Task brief: Rewrite the listing below, swapping every "Locate" for "Find" and keeping everything else the same.

Supplied records:
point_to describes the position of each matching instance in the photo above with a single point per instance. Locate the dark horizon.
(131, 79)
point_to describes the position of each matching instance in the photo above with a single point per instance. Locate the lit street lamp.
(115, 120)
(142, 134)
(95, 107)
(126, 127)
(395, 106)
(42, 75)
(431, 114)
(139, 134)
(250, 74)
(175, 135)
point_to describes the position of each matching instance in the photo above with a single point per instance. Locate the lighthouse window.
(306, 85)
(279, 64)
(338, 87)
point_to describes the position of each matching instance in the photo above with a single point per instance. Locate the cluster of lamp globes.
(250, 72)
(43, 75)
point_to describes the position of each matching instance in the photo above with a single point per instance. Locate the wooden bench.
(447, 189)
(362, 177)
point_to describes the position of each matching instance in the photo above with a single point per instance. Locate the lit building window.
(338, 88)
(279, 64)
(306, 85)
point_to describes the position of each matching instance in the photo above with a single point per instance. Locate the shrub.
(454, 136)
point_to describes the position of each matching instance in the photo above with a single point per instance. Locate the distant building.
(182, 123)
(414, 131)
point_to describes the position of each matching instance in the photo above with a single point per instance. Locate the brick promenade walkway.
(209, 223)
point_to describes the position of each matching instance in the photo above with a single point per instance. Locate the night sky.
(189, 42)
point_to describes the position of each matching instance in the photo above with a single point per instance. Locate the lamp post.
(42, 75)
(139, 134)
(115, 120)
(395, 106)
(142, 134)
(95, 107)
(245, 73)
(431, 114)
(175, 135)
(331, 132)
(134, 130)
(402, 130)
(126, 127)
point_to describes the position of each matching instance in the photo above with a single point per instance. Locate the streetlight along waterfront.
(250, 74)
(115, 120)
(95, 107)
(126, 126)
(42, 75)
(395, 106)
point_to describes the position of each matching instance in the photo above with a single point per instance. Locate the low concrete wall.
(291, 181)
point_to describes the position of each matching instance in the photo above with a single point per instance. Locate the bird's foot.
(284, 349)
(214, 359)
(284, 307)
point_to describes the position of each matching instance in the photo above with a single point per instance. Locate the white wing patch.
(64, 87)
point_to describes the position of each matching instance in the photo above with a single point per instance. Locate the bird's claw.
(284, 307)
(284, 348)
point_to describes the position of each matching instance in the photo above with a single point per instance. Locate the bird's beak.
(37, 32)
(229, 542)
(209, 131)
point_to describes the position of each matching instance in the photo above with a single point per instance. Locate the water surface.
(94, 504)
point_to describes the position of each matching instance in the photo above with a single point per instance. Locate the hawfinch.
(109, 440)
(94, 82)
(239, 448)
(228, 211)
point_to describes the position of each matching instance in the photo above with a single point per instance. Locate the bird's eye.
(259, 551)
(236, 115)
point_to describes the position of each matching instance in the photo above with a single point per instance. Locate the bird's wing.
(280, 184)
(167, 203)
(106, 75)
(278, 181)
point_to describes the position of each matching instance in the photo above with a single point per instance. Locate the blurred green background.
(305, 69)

Result of this task:
point_to describes the position of each matching instance in the photo above with a single point per instance. Find the dark horizon.
(131, 79)
point_to describes the position of each matching instance in the photo above with a single point per instance. Find the lit street lamp.
(115, 120)
(142, 134)
(95, 107)
(126, 127)
(395, 106)
(42, 75)
(431, 114)
(139, 134)
(250, 74)
(175, 135)
point_to describes the position of each matching instance in the photo above with a single point per instance. Find the lighthouse window.
(306, 85)
(279, 64)
(338, 87)
point_to describes the position of each matching instance in the photo above with a single point per instance. Find the cluster of lamp globes.
(250, 72)
(43, 75)
point_to describes the position of each matching instance in the photo above with a single point per instance. Find the wooden bench.
(447, 189)
(362, 177)
point_to describes the position of each matching instance in the photo above with a single point per instance. Find the lit building window.
(338, 88)
(279, 64)
(306, 85)
point_to describes the position of each matching instance in the photo above with a single point per instance. Find the shrub.
(454, 136)
point_to describes the position of each matching instance in the photo above with a single point per instance. Find the distant building.
(182, 123)
(414, 131)
point_to describes the position of each matching instance in the photo above with a single point per instance. Find the brick promenade walkway.
(209, 223)
point_to describes the position of each matching instance in the photo above with a single point per instance. Find the night sky.
(189, 42)
point_to describes the position of each matching instance in the photo above with a single point per instance. Find the lamp post.
(42, 75)
(139, 134)
(115, 120)
(395, 106)
(142, 134)
(95, 107)
(245, 73)
(431, 114)
(175, 135)
(331, 132)
(134, 130)
(402, 130)
(126, 127)
point_to describes the position of each matching instance in the photo above with a single point per instance. Find the streetlight along waterfront.
(250, 74)
(115, 120)
(95, 107)
(126, 126)
(42, 75)
(395, 106)
point_to describes the position of each matching instance in the photo above with a single point per instance. Find the low concrete wall.
(291, 181)
point_to describes the position of each matching instance in the photo above with a single point per instance. Find the bird's foot.
(284, 349)
(214, 359)
(284, 307)
point_to describes the position of each matching instance in the photo above with a single point per instance. Find the white wing patch.
(64, 87)
point_to describes the position of each matching instance in the photo above with a single point per instance. Find the bird's claw.
(284, 307)
(284, 348)
point_to describes the position of each matching instance in the photo above with a single point per instance. Find the bird's beak.
(37, 32)
(229, 542)
(209, 131)
point_to describes the position of each matching instance in the photo above with a single point per instance. Find the water surface.
(94, 504)
point_to describes the position of each matching instance in the photo above with a single point per instance. Find the hawfinch.
(109, 440)
(94, 82)
(239, 448)
(228, 211)
point_to describes the position of each matching instance in the photo above with a single point per instance. Find the bird's eye.
(259, 551)
(236, 115)
point_to describes the position of each matching instance in the photo above with a single point per instance. Find the bird's wing.
(280, 184)
(167, 203)
(106, 75)
(278, 181)
point_to describes the position of each matching instance in the photo above with a single point per instance. Find the blurred green background.
(305, 69)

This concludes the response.